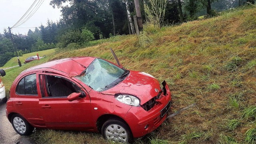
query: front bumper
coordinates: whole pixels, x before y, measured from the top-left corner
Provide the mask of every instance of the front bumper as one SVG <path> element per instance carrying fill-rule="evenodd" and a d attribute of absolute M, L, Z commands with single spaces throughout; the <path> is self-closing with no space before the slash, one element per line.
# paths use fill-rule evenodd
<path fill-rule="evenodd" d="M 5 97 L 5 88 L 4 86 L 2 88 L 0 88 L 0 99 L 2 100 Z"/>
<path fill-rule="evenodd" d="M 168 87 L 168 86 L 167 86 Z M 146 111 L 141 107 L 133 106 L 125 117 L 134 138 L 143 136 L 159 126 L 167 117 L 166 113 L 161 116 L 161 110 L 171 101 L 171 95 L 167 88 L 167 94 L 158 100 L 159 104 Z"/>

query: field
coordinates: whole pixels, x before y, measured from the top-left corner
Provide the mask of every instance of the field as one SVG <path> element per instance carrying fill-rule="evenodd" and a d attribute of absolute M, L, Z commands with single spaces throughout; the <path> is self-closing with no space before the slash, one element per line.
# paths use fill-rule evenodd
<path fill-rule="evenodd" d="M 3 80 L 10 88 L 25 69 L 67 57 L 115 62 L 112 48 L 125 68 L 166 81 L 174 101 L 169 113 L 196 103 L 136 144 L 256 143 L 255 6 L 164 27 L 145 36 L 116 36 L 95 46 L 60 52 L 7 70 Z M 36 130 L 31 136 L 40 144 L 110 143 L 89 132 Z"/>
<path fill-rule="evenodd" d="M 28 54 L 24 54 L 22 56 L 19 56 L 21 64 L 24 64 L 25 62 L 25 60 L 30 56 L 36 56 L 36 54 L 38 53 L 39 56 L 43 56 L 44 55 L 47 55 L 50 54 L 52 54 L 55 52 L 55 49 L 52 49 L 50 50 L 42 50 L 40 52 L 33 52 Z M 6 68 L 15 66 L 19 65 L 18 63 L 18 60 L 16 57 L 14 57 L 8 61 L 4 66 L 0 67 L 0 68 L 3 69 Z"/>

...

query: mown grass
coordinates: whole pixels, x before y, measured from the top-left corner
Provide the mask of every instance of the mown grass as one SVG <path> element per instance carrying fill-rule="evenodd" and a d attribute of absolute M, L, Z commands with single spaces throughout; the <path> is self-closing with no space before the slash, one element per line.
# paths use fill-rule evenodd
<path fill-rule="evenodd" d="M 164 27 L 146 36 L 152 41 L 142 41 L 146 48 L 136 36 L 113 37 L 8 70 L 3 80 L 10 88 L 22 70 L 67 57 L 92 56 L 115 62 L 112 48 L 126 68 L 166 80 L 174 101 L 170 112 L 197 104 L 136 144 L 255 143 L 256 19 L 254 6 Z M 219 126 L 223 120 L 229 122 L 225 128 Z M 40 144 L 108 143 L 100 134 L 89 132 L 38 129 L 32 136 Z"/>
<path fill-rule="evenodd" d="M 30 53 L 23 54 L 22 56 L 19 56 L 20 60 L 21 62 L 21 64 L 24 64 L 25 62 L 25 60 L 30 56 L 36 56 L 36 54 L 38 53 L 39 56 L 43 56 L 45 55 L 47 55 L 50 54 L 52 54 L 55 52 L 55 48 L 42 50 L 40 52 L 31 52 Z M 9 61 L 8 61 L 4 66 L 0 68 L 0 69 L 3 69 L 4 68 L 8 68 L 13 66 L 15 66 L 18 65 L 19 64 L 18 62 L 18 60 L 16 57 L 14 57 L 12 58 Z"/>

--

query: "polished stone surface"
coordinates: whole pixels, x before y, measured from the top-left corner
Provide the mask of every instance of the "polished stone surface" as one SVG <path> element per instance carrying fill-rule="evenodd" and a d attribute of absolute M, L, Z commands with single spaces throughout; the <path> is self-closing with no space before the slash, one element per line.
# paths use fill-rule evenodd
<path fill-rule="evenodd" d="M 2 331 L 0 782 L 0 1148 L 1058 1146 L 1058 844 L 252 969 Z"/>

- [What the task asks]: Can you set out the entries from the line with "query: field" up to and including the line with "28 54 L 24 54" as a numbered list, leaving out any blank lines?

- [Answer]:
1. query: field
2. coordinates: whole pixels, x before y, measured from the top-left corner
3. Provide the mask of every instance of the field as one SVG <path> element per instance carrying fill-rule="evenodd" and a d attribute of absolute M, L, Z commands with single spaces throughout; the <path> is self-closing with no space before the slash, one element per line.
4. # paths use fill-rule evenodd
5. <path fill-rule="evenodd" d="M 3 80 L 10 88 L 25 69 L 67 57 L 115 62 L 112 48 L 125 68 L 166 81 L 174 101 L 169 113 L 196 103 L 136 144 L 256 143 L 255 6 L 164 27 L 145 36 L 116 36 L 95 46 L 60 52 L 7 70 Z M 36 130 L 31 136 L 40 144 L 110 143 L 89 132 Z"/>
6. <path fill-rule="evenodd" d="M 28 54 L 24 54 L 22 56 L 19 56 L 21 64 L 24 64 L 25 62 L 25 60 L 30 56 L 36 56 L 36 54 L 38 53 L 39 56 L 43 56 L 44 55 L 47 55 L 50 54 L 52 54 L 55 52 L 55 49 L 52 49 L 50 50 L 42 50 L 40 52 L 33 52 Z M 6 68 L 15 66 L 19 65 L 18 63 L 18 60 L 16 57 L 14 57 L 8 61 L 4 66 L 0 67 L 0 68 L 3 69 Z"/>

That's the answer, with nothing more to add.